La delgada línea entre la política y la empresa cada vez está más desdibujada, ya no hay diferencias. Durante mucho tiempo, los líderes políticos y los líderes empresariales se movieron en esferas diferentes. Ahora, el poder económico se encuentra bajo la misma lupa que el poder político. El votante y el consumidor exigen coherencia en el discurso y en la conducta, cada acción personal es parte del relato público.
Cualquier político, desde el momento en que empieza a despuntar, tanto en su partido como en cualquier administración pública, sabe que tanto su vida como la de su entorno van a estar permanentemente expuestas. Periodistas y adversarios harán del mínimo gesto, de cualquier respuesta inadecuada, un meme, un debate político.
En cambio, los segundos, los líderes empresariales, han disfrutado hasta la fecha de “bula papal”, de cierta protección porque solo se les juzgaba por sus resultados financieros y por sus estrategias de negocio. Todo ha cambiado, un gesto en un estadio, una relación no declarada o una reacción inesperada ante una kiss cam, puede convertirse en noticia global en horas, destrozando su reputación y mermando la de sus empresas.
En la era digital, donde cualquier dispositivo tiene cámara y cualquier usuario puede hacer que un contenido sea viral, los CEO ocupan un lugar similar a los ministros o presidentes, su vida privada y sus comportamientos se convierten en símbolos cargados de sentido. Quien predica cultura corporativa debe vivirla en lo personal. La viralidad no distingue entre lo político o lo corporativo.

- **TAREA PROPUESTA 1**:
Responde según el texto sobre líderes políticos y empresariales:
(a) ¿Qué harán periodistas y adversarios del mínimo gesto de un político?
(b) ¿Por qué se juzgaba hasta ahora a los líderes empresariales?
(c) ¿A quiénes se parece hoy el lugar que ocupan los CEO?
- **TAREA PROPUESTA 2**:
Copia del texto sobre líderes políticos y empresariales el fragmento que empieza con "La delgada línea" y sigue hasta "un debate político.".
- **TAREA PROPUESTA 3**:
Escribe la continuación del texto sobre líderes políticos y empresariales a partir del punto en que termina.
El material guardado es independiente del texto sobre líderes políticos y empresariales.

[Entradas guardadas]
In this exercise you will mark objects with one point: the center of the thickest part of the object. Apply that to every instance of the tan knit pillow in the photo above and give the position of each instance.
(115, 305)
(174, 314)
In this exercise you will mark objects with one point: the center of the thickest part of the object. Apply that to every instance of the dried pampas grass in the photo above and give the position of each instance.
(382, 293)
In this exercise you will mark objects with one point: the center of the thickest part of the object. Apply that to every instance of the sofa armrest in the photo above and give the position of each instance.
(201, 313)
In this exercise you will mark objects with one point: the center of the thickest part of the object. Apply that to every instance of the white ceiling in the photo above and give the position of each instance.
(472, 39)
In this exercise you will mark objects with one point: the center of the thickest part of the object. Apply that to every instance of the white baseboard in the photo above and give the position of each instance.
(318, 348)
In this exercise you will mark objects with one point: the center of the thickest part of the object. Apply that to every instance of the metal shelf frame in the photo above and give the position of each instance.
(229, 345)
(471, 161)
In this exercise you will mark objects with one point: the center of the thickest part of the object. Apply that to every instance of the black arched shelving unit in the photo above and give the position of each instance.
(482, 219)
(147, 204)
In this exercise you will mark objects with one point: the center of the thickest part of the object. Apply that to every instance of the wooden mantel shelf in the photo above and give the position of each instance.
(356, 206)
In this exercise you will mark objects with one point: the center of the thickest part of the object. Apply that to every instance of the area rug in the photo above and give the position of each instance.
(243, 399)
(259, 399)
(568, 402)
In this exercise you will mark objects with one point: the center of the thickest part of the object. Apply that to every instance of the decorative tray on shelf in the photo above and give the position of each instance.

- **RESPUESTA DEL EJERCICIO 1**:
(a) Harán de él un meme, un debate político.
(b) Por sus resultados financieros y por sus estrategias de negocio.
(c) A los ministros o presidentes.

- **RESPUESTA DEL EJERCICIO 2**:
La delgada línea entre la política y la empresa cada vez está más desdibujada, ya no hay diferencias. Durante mucho tiempo, los líderes políticos y los líderes empresariales se movieron en esferas diferentes. Ahora, el poder económico se encuentra bajo la misma lupa que el poder político. El votante y el consumidor exigen coherencia en el discurso y en la conducta, cada acción personal es parte del relato público.
Cualquier político, desde el momento en que empieza a despuntar, tanto en su partido como en cualquier administración pública, sabe que tanto su vida como la de su entorno van a estar permanentemente expuestas. Periodistas y adversarios harán del mínimo gesto, de cualquier respuesta inadecuada, un meme, un debate político.

- **RESPUESTA DEL EJERCICIO 3**:
Los recientes casos Andy Byron, Piotr Szczerek y Laurent Freixe han abierto un debate y han puesto de manifiesto cómo errores personales de distinta naturaleza, se transforman en crisis corporativas con repercusión mundial. Estos ejecutivos, al igual que los políticos, han aprendido que el poder también implica mantener una imagen coherente en medio de una vigilancia permanente. En tiempos de transparencia radical y medios hiperconectados, no existen espacios privados.
En este nuevo mundo corporativo, los altos ejecutivos no solo toman decisiones estratégicas, también son símbolos. Po lo tanto, cuando su comportamiento o su vida personal se hacen virales, las repercusiones no son solo personales, sino que pueden erosionar la credibilidad de la marca. La reputación tanto individual como corporativa pueden perderse en segundos.
La clase política sabe que el mínimo error privado puede destruir su carrera y reputación pública, los CEO deben asumir que lo mismo está ocurriendo en su campo. Deben ser conscientes de que cada gesto, dentro y fuera de la oficina, comunica. En la política y en la empresa, en el parlamento o en la sala de juntas, la autoridad y el prestigio no se apoyan solamente en los resultados, también influye la confianza que son capaces de proyectar como figuras públicas.
Estamos escribiendo un nuevo contrato social de liderazgo donde ya no solo prima la rentabilidad, sino también la ejemplaridad. Donde la coherencia personal y la gestión de la imagen pública están al mismo nivel que la gestión estratégica.
Los que suscriban ese nuevo contrato social de liderazgo, deben ser conscientes de que, como en política, la gestión de crisis se vive en un estado de campaña permanente.